Set exercise: Reproduce every one of the following items verbatim, line for line, with no changes.

(Rows of box annotation data)
<<<<
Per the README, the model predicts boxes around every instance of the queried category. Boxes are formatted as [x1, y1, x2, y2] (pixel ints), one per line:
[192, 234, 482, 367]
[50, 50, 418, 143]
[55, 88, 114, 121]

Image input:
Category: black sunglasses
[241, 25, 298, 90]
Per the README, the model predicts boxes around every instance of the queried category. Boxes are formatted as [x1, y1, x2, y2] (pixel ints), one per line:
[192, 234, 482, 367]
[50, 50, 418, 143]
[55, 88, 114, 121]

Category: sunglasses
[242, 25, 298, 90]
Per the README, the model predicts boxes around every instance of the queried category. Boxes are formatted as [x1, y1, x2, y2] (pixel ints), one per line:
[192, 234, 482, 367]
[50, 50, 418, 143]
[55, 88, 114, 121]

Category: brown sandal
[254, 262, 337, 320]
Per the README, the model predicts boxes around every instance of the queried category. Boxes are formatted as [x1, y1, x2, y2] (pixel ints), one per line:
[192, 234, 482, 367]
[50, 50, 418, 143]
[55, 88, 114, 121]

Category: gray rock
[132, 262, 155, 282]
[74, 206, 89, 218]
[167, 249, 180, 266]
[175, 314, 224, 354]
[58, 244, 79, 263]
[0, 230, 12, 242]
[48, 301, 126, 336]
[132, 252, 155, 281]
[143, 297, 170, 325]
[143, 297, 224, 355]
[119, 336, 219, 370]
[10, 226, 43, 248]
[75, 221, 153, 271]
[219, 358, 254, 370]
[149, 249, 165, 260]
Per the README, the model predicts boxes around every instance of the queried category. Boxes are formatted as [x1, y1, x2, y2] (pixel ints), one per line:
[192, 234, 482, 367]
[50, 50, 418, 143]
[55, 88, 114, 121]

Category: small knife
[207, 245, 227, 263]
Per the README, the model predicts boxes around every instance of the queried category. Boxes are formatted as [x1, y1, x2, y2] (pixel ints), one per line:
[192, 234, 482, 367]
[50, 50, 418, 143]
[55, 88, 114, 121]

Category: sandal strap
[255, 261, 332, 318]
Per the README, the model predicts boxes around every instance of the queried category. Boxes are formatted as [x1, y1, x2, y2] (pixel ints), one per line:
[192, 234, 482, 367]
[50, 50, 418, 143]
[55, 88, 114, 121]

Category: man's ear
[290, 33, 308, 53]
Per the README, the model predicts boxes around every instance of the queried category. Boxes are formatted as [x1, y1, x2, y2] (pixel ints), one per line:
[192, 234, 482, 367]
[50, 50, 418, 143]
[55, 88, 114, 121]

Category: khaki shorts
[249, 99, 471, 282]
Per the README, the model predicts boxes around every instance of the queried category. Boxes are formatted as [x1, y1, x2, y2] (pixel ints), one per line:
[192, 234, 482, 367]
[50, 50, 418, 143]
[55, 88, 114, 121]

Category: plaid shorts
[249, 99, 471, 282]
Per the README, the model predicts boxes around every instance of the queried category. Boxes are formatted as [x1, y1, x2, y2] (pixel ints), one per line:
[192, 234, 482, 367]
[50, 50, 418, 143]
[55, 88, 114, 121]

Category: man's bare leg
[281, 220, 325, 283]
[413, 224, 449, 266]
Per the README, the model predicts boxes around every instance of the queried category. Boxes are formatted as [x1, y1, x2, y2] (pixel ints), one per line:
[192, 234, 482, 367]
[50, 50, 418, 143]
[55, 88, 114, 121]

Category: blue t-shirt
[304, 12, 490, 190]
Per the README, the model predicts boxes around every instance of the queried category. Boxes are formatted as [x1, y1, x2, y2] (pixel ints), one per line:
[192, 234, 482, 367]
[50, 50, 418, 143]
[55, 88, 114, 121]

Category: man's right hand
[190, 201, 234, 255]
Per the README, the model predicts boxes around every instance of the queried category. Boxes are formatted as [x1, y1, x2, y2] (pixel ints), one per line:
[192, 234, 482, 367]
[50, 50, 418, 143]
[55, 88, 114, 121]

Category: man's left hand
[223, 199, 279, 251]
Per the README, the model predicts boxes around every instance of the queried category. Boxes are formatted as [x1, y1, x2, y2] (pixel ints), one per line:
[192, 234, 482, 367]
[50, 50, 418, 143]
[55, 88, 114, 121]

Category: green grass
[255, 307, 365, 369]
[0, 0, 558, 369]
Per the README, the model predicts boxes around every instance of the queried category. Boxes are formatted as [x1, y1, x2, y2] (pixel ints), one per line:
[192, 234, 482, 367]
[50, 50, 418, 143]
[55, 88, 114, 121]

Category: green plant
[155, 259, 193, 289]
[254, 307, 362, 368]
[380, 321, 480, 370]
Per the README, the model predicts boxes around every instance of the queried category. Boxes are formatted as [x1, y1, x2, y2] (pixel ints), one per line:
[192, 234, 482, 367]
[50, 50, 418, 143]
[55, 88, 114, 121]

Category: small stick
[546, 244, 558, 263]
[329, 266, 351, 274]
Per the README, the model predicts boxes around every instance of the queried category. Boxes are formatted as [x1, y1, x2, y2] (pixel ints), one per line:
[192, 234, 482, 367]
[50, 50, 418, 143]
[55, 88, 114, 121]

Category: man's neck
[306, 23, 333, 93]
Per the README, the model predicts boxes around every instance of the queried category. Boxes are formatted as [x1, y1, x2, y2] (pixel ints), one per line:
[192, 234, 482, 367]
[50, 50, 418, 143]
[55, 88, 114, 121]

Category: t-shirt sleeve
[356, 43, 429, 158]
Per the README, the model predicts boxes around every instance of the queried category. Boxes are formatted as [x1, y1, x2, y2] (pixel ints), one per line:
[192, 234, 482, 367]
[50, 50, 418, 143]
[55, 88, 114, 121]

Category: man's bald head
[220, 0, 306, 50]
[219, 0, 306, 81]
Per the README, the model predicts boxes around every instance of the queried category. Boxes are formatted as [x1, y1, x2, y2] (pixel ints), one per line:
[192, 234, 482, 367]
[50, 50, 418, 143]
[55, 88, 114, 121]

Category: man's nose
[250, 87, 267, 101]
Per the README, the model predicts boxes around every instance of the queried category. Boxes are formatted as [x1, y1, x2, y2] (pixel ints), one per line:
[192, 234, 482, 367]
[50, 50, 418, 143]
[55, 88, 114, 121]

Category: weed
>>>>
The output:
Per the README, the model predicts boxes around every instance of the queried category. Boxes are formatted as [x1, y1, x2, y2] (pixel ints), one per line:
[192, 234, 482, 367]
[50, 50, 418, 143]
[55, 88, 114, 121]

Image input:
Category: black sunglasses
[241, 25, 298, 90]
Per the README, the model predicts boxes around every instance of the queried category. Boxes are formatted as [x1, y1, x2, y2] (pixel ints), one per line:
[192, 234, 482, 367]
[50, 50, 418, 143]
[55, 88, 114, 121]

Category: sunglasses
[242, 25, 298, 90]
Per the README, the model predicts boxes around every instance of the queried category. Boxes are formatted as [x1, y1, x2, y2] (pixel ints), one per line:
[192, 234, 482, 367]
[50, 50, 418, 143]
[55, 88, 114, 121]

Category: brown sandal
[254, 262, 337, 320]
Per the README, the model predicts boxes around every instance of the queried category. Boxes are formatted as [x1, y1, x2, y2] (pixel ints), one per line:
[192, 234, 482, 367]
[50, 50, 418, 143]
[55, 88, 114, 121]

Category: gray rock
[132, 262, 155, 282]
[74, 206, 89, 218]
[167, 249, 180, 266]
[175, 314, 224, 354]
[58, 244, 79, 263]
[0, 230, 12, 242]
[48, 301, 126, 336]
[132, 252, 155, 281]
[143, 297, 170, 325]
[143, 297, 224, 355]
[119, 336, 219, 370]
[10, 226, 43, 248]
[75, 221, 153, 271]
[219, 358, 254, 370]
[149, 249, 165, 260]
Per the README, the model predicts boxes around every instance of the queried category. Boxes are formatted as [x1, y1, x2, y2] (pixel ints), one per line:
[192, 234, 482, 367]
[50, 50, 418, 143]
[55, 88, 114, 121]

Category: small knife
[207, 245, 227, 263]
Per the README, the model predicts boxes around every instance of the queried category. Boxes are formatted as [x1, y1, x2, y2] (pixel ints), one per line:
[192, 234, 482, 367]
[50, 50, 418, 143]
[55, 88, 114, 121]

Category: sandal strap
[255, 261, 332, 318]
Per the README, the model predicts boxes around every instance of the queried category. Boxes are formatted as [x1, y1, x2, y2] (pixel ints), one per line:
[192, 234, 482, 367]
[50, 50, 418, 143]
[55, 88, 114, 121]

Category: man's ear
[290, 33, 308, 53]
Per the README, the model predicts boxes around every instance of the queried category. Boxes are formatted as [x1, y1, x2, y2] (pixel ints), one per line:
[192, 234, 482, 367]
[50, 50, 418, 143]
[55, 88, 114, 121]

Category: khaki shorts
[249, 99, 471, 282]
Per the README, the model predicts boxes around every instance of the queried category. Boxes are formatted as [x1, y1, x2, y2] (pixel ints), one per line:
[192, 234, 482, 367]
[50, 50, 418, 143]
[55, 88, 114, 121]

Category: plaid shorts
[249, 99, 471, 282]
Per the README, the model predicts boxes around every instance of the queried category. Boxes are formatted as [x1, y1, x2, y2] (pixel ints), one per line:
[192, 234, 482, 367]
[50, 50, 418, 143]
[55, 88, 114, 121]

Category: man's bare leg
[281, 220, 325, 283]
[413, 224, 449, 266]
Per the README, the model predicts boxes around every instance of the queried category. Boxes are formatted as [x1, y1, x2, y2] (pixel ints), one per line:
[192, 234, 482, 367]
[50, 50, 418, 143]
[55, 88, 114, 121]

Category: blue t-shirt
[304, 12, 490, 190]
Per the README, the model predicts boxes around every instance of the queried category. Boxes are formatted as [x1, y1, x2, y2] (pixel ints), one per line:
[192, 234, 482, 367]
[50, 50, 418, 143]
[55, 88, 114, 121]

Category: man's right hand
[190, 201, 234, 255]
Per the README, the model predicts boxes around every instance of the queried category. Boxes are formatted as [x1, y1, x2, y2] (pixel ints), one per line:
[192, 234, 482, 367]
[50, 50, 418, 143]
[55, 88, 114, 121]

Category: man's left hand
[223, 199, 279, 251]
Per the README, the model predicts boxes around every instance of the queried category. Boxes are formatted as [x1, y1, x2, y2] (pixel ints), one per line:
[192, 234, 482, 367]
[50, 50, 418, 143]
[55, 88, 114, 121]

Category: green grass
[255, 307, 365, 369]
[0, 0, 558, 369]
Per the README, the model predicts boxes around every instance of the queried category. Boxes are formatted as [x1, y1, x2, y2] (pixel ints), one per line:
[192, 234, 482, 367]
[50, 50, 418, 143]
[55, 88, 114, 121]

Category: green plant
[155, 259, 193, 289]
[254, 307, 362, 368]
[380, 321, 480, 370]
Per the README, the model predicts boxes around every instance of the queried category. Boxes are formatted as [x1, y1, x2, y2] (pixel ints), one per line:
[192, 234, 482, 367]
[50, 50, 418, 143]
[55, 88, 114, 121]

Category: small stick
[546, 244, 558, 263]
[329, 266, 351, 274]
Per the README, the model predicts boxes around every instance of the queried category. Boxes are formatted as [x1, y1, x2, y2] (pixel ints), one per line:
[192, 234, 482, 367]
[50, 50, 418, 143]
[55, 88, 114, 121]

Category: man's neck
[306, 23, 333, 93]
Per the README, the model predicts boxes around every instance of the queried category. Boxes are formatted as [x1, y1, x2, y2] (pixel ints), one per line:
[192, 234, 482, 367]
[50, 50, 418, 143]
[55, 88, 114, 121]

Category: t-shirt sleeve
[356, 43, 429, 158]
Per the README, the model predicts boxes around every instance of the queried category. Boxes are formatted as [x1, y1, x2, y2] (pixel ints), one per line:
[192, 234, 482, 367]
[50, 50, 418, 143]
[55, 88, 114, 121]

Category: man's bald head
[220, 0, 306, 50]
[219, 0, 306, 81]
Per the README, the model predicts boxes around every instance of the queried category. Boxes are formatted as [x1, y1, x2, y2] (pixel ints), one per line:
[192, 234, 482, 367]
[50, 50, 418, 143]
[55, 88, 114, 121]

Category: man's nose
[250, 87, 267, 101]
Per the README, the model predicts boxes around every instance of the queried category. Boxes are formatted as [x1, y1, x2, y2] (pixel ints), one per line:
[192, 234, 482, 367]
[50, 50, 418, 143]
[55, 88, 114, 121]

Category: weed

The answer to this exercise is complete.